** THE TASK **
All of the entries are to be returned word for word.

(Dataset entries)
------------------------------------------------------------------------

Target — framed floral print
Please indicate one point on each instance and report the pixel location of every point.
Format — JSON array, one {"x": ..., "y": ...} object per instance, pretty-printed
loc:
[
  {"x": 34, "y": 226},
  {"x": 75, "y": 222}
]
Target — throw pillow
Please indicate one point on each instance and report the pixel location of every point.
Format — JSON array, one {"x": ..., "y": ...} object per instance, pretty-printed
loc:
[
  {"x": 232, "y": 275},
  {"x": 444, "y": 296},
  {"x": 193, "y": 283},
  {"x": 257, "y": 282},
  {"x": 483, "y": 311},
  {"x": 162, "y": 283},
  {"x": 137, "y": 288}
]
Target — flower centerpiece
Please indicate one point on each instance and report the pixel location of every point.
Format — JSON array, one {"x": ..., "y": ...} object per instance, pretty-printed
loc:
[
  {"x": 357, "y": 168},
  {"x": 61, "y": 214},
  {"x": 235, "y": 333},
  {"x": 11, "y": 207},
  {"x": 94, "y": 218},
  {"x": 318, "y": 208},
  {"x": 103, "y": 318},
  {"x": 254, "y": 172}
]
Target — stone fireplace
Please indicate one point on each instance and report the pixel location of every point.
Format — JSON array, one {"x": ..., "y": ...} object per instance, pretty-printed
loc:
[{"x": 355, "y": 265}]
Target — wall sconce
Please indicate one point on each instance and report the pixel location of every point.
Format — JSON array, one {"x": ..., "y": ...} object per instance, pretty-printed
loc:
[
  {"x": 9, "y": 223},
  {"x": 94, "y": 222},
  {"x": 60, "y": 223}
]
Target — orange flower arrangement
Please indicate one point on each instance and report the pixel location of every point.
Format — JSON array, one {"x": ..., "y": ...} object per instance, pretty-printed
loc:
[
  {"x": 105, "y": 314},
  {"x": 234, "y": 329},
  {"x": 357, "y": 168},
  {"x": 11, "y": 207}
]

------------------------------------------------------------------------

** EXERCISE SOLUTION **
Target — framed floral print
Please indicate one point on each instance and report the pixel location of every point.
Format — JSON array, one {"x": ..., "y": ...} object per instance, pretty-printed
loc:
[
  {"x": 34, "y": 226},
  {"x": 75, "y": 222}
]
Target — throw pillow
Please indicate one point on each instance and report the pixel location of every point.
Format — JSON array, one {"x": ..., "y": ...} object per instance, pretty-printed
loc:
[
  {"x": 232, "y": 275},
  {"x": 444, "y": 296},
  {"x": 193, "y": 283},
  {"x": 257, "y": 282},
  {"x": 483, "y": 311},
  {"x": 162, "y": 283},
  {"x": 137, "y": 288}
]
Target — flower centerpiece
Please indicate one point on each instance and report the pixel location of every point.
Format — JSON array, one {"x": ..., "y": ...} object per instance, pretty-printed
loc:
[
  {"x": 357, "y": 168},
  {"x": 61, "y": 214},
  {"x": 235, "y": 333},
  {"x": 11, "y": 207},
  {"x": 94, "y": 218},
  {"x": 318, "y": 208},
  {"x": 103, "y": 318},
  {"x": 254, "y": 172}
]
Target — stone fireplace
Please indicate one point on each instance and report the pixel location of every point.
Format — JSON array, one {"x": ..., "y": ...} object per instance, pretty-printed
loc:
[{"x": 355, "y": 265}]
Target — wall sconce
Please indicate one point on each instance and report the pixel location of every point.
Format — JSON array, one {"x": ..., "y": ...} object per instance, pretty-printed
loc:
[
  {"x": 9, "y": 223},
  {"x": 94, "y": 222},
  {"x": 60, "y": 223}
]
Target — orange flower arrangement
Please indicate one point on each instance and report the pixel location of every point.
Format — JSON array, one {"x": ..., "y": ...} object per instance, pretty-printed
loc:
[
  {"x": 105, "y": 314},
  {"x": 234, "y": 329},
  {"x": 357, "y": 168},
  {"x": 11, "y": 207}
]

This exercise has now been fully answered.